» Page text
If you think Labrador Retrievers are too small, check out a Mastiff . Massive and sometimes lumbering, these dogs have a gentle, loving and dignified personality that makes them the quintessential “gentle giant.” Responsive and obedient, Mastiffs also have a quiet dignity and a serene intelligence that makes them seem almost mellow.

Mastiff
 

 
What They Are Like to Live With

Mastiffs rarely bark or make noise. When you come home, you’re likely to find yours stretched out on a bed or couch, their head perking up lazily to greet you. If you can get them off the couch, they’re always game for a roll on the carpet.

Mastiffs have few equals when it comes to protecting the family. They have been used as guard dogs for thousands of years. However, Mastiffs are more likely to scare off an intruder with their intimidating size—they are not the types to make a fuss unless there’s a real threat.

Things You Should Know

With some weighing almost 200 pounds, Mastiffs can be a handful to manage. Walking them, getting them in and out of cars can take a little extra time and muscle. You don’t necessarily need to be strong to manage a Mastiff—they obey commands and have a gentle way about them—but you need the time and patience (and space) to make them happy.

Mastiffs will be fine living in apartments as long as they are walked regularly. Some can be slightly lazy, but it’s important to encourage them to get off the couch and go outside. Always keep them on a leash in public.

A healthy Mastiff can live as long as 12 years. Common health issues include hip dysplasia, elbow dysplasia, heart disease and eye problems. They are also prone to bloat, so feed them smaller meals throughout the day. Also, they tend to drool, so you may want to keep a few rags around the house.

» Information shown
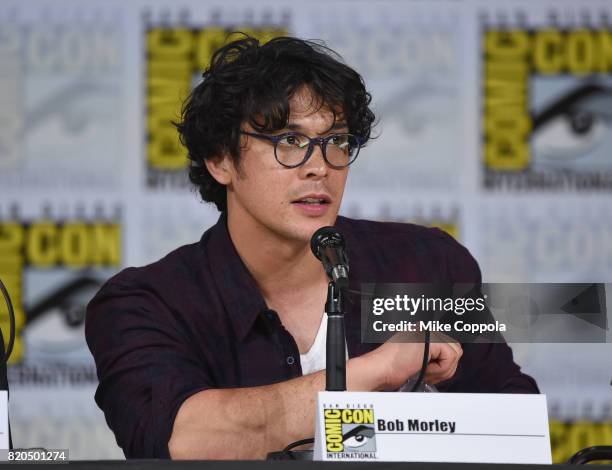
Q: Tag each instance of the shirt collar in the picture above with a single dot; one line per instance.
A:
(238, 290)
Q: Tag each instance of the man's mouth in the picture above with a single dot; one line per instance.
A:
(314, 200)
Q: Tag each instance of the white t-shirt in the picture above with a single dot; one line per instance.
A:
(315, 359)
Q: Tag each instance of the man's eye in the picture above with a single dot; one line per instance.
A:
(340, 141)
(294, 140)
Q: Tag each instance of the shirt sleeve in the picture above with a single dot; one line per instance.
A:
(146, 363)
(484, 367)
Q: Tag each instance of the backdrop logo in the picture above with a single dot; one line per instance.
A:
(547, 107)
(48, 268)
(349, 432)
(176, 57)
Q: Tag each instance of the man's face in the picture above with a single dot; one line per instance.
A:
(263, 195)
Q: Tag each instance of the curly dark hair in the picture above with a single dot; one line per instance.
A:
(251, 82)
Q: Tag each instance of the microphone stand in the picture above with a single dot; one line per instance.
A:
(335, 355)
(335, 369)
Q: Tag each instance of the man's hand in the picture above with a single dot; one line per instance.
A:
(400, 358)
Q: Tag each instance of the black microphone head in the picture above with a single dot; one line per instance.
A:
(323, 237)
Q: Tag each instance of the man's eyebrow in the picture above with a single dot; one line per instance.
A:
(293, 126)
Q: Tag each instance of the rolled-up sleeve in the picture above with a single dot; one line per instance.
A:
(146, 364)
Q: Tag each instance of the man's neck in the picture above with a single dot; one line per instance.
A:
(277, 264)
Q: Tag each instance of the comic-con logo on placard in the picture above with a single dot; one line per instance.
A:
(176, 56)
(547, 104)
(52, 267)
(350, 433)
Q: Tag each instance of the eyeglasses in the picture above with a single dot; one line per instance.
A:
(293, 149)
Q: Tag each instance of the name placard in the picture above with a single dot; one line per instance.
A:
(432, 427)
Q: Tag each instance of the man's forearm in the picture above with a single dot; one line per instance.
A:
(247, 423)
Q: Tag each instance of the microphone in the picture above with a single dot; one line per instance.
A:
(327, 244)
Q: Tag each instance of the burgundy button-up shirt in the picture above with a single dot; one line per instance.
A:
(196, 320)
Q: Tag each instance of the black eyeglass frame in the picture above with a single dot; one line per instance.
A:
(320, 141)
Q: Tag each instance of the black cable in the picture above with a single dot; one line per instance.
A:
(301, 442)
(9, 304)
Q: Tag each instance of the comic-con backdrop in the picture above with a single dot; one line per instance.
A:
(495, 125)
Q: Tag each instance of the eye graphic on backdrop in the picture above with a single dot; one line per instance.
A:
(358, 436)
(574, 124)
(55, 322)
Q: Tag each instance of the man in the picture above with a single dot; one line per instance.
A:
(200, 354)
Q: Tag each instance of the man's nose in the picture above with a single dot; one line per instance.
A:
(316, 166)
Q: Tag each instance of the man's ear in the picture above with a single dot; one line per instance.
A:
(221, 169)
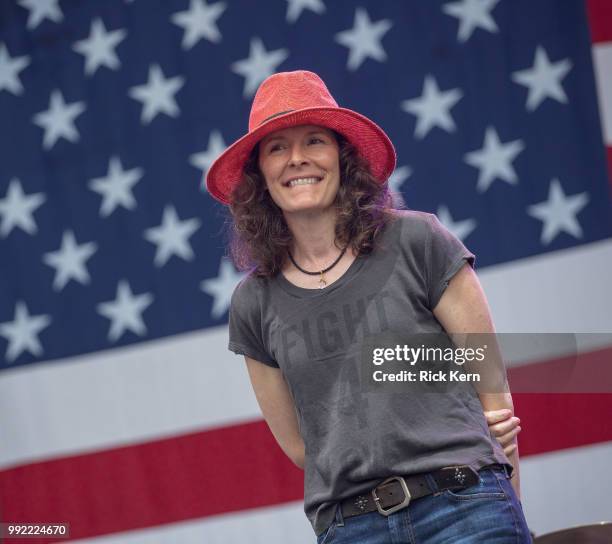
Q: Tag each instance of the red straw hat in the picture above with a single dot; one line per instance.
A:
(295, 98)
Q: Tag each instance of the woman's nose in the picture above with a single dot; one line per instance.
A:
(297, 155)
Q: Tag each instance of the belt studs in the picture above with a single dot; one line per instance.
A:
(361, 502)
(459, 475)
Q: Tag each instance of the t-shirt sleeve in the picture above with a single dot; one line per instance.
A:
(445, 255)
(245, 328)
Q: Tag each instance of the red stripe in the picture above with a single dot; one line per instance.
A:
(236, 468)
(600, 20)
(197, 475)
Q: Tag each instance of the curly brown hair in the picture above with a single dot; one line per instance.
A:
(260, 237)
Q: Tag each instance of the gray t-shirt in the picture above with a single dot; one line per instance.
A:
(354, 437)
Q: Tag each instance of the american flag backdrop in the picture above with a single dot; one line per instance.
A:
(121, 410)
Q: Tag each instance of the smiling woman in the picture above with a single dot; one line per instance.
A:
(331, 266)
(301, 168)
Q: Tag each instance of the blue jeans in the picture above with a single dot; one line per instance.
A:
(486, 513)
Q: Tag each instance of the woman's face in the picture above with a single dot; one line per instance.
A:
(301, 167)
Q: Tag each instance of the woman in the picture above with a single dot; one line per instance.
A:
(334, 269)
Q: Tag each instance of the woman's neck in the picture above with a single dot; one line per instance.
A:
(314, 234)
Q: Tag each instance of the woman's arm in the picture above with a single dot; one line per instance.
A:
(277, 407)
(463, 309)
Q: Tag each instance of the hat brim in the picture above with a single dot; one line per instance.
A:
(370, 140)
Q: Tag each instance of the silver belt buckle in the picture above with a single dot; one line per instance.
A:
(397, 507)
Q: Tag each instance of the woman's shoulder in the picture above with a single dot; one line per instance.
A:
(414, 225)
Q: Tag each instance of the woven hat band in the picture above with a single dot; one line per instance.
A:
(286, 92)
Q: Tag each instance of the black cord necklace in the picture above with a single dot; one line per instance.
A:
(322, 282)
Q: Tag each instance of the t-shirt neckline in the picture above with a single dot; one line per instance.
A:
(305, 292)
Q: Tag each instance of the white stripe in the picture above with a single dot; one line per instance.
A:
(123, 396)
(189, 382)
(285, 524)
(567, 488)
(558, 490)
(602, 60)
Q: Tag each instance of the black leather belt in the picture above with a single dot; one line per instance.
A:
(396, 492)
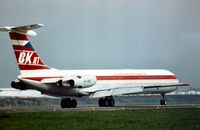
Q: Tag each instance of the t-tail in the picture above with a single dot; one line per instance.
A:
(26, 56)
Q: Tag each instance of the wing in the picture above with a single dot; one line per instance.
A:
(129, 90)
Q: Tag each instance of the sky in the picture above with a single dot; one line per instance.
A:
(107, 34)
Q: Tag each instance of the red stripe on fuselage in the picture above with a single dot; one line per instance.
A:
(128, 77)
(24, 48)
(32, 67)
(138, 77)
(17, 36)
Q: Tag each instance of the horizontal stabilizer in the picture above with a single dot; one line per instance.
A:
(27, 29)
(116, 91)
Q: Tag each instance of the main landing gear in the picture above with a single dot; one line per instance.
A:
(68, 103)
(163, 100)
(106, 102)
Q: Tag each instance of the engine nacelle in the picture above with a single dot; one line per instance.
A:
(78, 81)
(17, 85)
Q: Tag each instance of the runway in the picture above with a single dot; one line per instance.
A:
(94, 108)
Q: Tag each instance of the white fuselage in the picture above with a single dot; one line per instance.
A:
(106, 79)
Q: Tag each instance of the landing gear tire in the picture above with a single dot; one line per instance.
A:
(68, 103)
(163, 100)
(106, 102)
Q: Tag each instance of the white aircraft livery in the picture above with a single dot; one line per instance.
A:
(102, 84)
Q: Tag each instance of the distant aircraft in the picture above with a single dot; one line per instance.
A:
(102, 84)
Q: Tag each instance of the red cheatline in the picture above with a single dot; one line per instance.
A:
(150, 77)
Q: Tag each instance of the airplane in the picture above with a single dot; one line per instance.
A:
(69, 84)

» Requirement 1
According to the Mastiff text, what should Mastiffs be fed throughout the day because they are prone to bloat?
» Requirement 2
Return the passage of the Mastiff text from the words "A healthy Mastiff" up to and including the words "around the house.", copied without any change.

» Task result 1
Smaller meals.

» Task result 2
A healthy Mastiff can live as long as 12 years. Common health issues include hip dysplasia, elbow dysplasia, heart disease and eye problems. They are also prone to bloat, so feed them smaller meals throughout the day. Also, they tend to drool, so you may want to keep a few rags around the house.